SELECTED PASSAGE
● ● ● ● ●

So brutal and tragic was this war that
on December 7, 1914 Pope Benedict XV wrote an open letter to the
heads of empires begging them to end the fighting or, at the very
least, declare a cease-fire for Christmas. The pontiff's missive was
publicly and soundly rejected. This was war, declared the leaders of
the combating nations, and war does not take a holiday.
On the night of December 24th,
near St. Yves in Belgium, the temperature had already dropped below
freezing. British sentries peered eastward across “No Man's Land”
and reported an unusual sight. Tiny, flickering lights began to glow
from the German trenches. The lights grew brighter and brighter, and
one British soldier described them as looking like the footlights on
a stage. British officers, fearing that the lights were the
preparation for a night assault, ordered their troops to stand ready.
Yet no assault would come.
Across the frozen graveyard, a strange
sound wafted towards them:
“Stille
Nacht! Heil'ge Nacht!
Alles schlaft;
einsam wacht...”
The Germans, the
enemy, the hated Bosche, the Hun, were singing to celebrate the birth
of the baby Jesus. The flickering lights were small bits of candles
used to decorate tiny Christmas trees sent to the soldiers from
well-meaning women back home who had wanted to cheer up the boys in
the trenches.
In spite of the
orders forbidding a Christmas truce, it is believed that a
spontaneous cease-fire was observed over two-thirds of the Western
Front that night. In some places, British forces sang back to their
German counterparts.
As dawn rose at St.
Yves, sentries reported to a young baronet, Lt. Edward Hulse, that
German soldiers were advancing from their trench. Hulse observed a
small band of Germans in filthy, mud-soaked uniforms, crossing “No
Man's Land” with their arms raised. The men were unarmed. Knowing
that shooting unarmed men constituted a war crime, Hulse ordered his
troops to hold their fire but shouted to the Germans and ordered them
to retreat. They kept coming all the same.
A young, haggered,
German officer approached Hulse's position and saluted smartly. Hulse
returned the salute and demanded to know what the Germans wanted. In
a perfect and almost unaccented English, the young officer told Hulse
that they had come to wish the British a Merry Christmas and to ask
leave to bury their dead. The two young officers struck up a
conversation, and Hulse learned that his counterpart had lived in
England. The German asked Hulse to write to his girlfriend in Sussex
who was protecting the German's most prized possession, his
motorcycle. Hulse ordered the cease-fire and proceeded to inspect the
British trenches and arrange for burial of his own dead.
He was soon met by
an astounding sight: the trenches were empty of men. The troops had
not deserted, rather, they were climbing into “No Man's Land” and
greeting their German counterparts. In some areas, soldiers from both
armies were singing Christmas carols. It is said that such unofficial
celebrations between the two armies were occurring over the entire
front, creating the greatest impromptu international Christmas party
in history.
Because both armies
had received Christmas care packages from home, a lively gift
exchange began. British tobacco was exchanged for German sausage.

● ● ● ● ●

DATA SHOWN
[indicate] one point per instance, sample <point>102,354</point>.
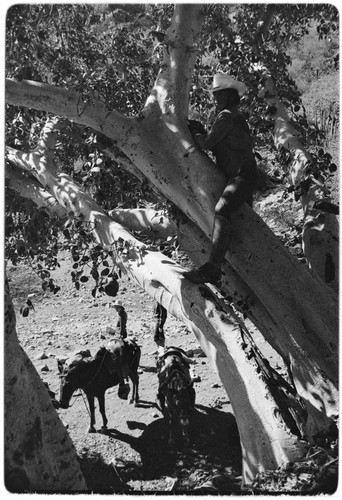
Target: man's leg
<point>210,272</point>
<point>233,196</point>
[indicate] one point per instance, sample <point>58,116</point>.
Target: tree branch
<point>61,102</point>
<point>320,244</point>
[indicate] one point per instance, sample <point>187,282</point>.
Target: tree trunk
<point>304,308</point>
<point>39,454</point>
<point>300,307</point>
<point>217,328</point>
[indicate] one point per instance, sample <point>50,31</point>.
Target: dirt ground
<point>133,456</point>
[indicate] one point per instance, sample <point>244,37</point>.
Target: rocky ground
<point>133,456</point>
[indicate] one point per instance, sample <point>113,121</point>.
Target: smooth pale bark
<point>159,144</point>
<point>320,229</point>
<point>304,306</point>
<point>39,454</point>
<point>304,357</point>
<point>266,441</point>
<point>30,188</point>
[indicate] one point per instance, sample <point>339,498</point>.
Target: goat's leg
<point>135,392</point>
<point>101,400</point>
<point>171,431</point>
<point>92,413</point>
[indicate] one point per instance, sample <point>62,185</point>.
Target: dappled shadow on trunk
<point>214,450</point>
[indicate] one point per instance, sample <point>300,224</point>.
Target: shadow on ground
<point>214,452</point>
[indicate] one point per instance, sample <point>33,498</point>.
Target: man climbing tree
<point>230,141</point>
<point>113,108</point>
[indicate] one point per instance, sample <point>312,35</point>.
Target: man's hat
<point>222,81</point>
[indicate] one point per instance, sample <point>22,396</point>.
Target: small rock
<point>42,355</point>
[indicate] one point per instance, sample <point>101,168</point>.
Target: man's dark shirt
<point>230,141</point>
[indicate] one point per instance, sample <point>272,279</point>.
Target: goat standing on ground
<point>94,375</point>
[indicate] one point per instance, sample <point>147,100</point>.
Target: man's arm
<point>219,130</point>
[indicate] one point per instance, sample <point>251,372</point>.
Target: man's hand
<point>196,127</point>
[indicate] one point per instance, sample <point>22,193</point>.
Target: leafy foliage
<point>106,52</point>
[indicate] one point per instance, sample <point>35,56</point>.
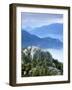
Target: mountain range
<point>54,30</point>
<point>33,40</point>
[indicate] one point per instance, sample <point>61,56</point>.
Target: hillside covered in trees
<point>37,62</point>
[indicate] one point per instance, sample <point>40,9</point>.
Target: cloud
<point>33,20</point>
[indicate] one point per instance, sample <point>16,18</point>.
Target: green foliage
<point>42,64</point>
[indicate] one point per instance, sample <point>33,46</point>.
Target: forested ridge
<point>36,62</point>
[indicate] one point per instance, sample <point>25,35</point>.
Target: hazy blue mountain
<point>53,30</point>
<point>33,40</point>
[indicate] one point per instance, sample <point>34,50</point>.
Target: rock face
<point>38,62</point>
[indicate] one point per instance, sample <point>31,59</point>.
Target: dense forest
<point>36,62</point>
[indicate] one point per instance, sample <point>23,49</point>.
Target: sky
<point>33,20</point>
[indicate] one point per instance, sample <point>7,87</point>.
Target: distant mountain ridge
<point>32,40</point>
<point>54,30</point>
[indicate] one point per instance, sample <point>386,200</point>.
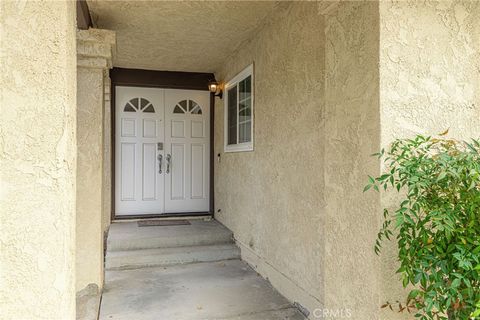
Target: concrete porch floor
<point>213,284</point>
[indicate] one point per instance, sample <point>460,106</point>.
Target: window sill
<point>245,147</point>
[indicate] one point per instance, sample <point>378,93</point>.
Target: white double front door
<point>162,151</point>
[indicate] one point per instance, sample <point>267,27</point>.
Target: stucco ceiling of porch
<point>178,35</point>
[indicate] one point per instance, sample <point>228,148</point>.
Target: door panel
<point>128,171</point>
<point>187,140</point>
<point>198,169</point>
<point>177,171</point>
<point>139,116</point>
<point>148,172</point>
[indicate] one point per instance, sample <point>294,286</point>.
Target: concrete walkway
<point>215,284</point>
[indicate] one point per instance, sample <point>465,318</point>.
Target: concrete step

● ● ● ● ●

REQUIREMENTS
1. Render the part of the records that opens with their first line and closes with the line containing "<point>320,244</point>" as a numbered list, skipping blank lines and leaving the pictures out.
2. Write the next part of the passage about the 1914 Christmas truce, picking up from its last sentence.
The records are unrelated to the text.

WRITTEN RESPONSES
1.
1. [indicate] one point per instance, sample <point>102,354</point>.
2. Target: man's leg
3. <point>210,272</point>
4. <point>233,196</point>
5. [indicate] one point per instance, sample <point>58,116</point>.
6. Target: tree branch
7. <point>61,102</point>
8. <point>320,244</point>

2.
German schnapps were given for British tinned beef. The men also
exchanged souvenirs such as buttons, belt buckles, and helmets. It is
said that a soldier from a Scottish regiment miraculously produced a
soccer ball, and a lively football game ensued. Some reports claim
that improvised matches using a large beef tin or a bundle of
discarded clothing in place of a ball were played up and down the
front (The Germans are said to have won all of these games).
Of course, the
grizzly duty of retrieving and burying the dead was also carried out.
In some parts of the front the men agreed that, as all who had died
were soldiers, they should be buried together in one mass, military
grave as brothers side-by-side. The burials concluded with readings
from scripture, the most popular being the Twenty-Third Psalm.
“Thou
preparest a table before me in the presence of mine enemies...”
Many of the
soldiers who participated in the Christmas truce of 1914 wrote home
about the event, claiming they would never forget the brief moment of
peace on earth and goodwill towards men they had experienced in the
midst of the insanity of war. Some had even secreted cameras into the
trenches, and photographs of the truce would later appear in
newspapers on both sides of the conflict.
News of this brief
moment of fraternity infuriated the high commands of both empires.
Orders were given that troops should be regularly rotated along the
front so no chance of familiarity with the enemy could be
established. Fraternization at any level was declared a court-martial
offense. Newspapers and letters home were censored, and a ferocious
campaign of propaganda ensued with the goal of dehumanizing and
demonizing the enemy. Finally, with the introduction of aerial
bombardment and the insidious use of poison gas, the powers succeeded
in fanning the flames of hatred. The war would stretch on for another
four years and, in spite of a few attempts at “live and let live,”
there would never be another break in the fighting similar to that of
Christmas 1914.
By Christmas of
1915, Edward Hulse would be dead, along with another million
soldiers. The trenches near St. Yves would not have moved a single
inch.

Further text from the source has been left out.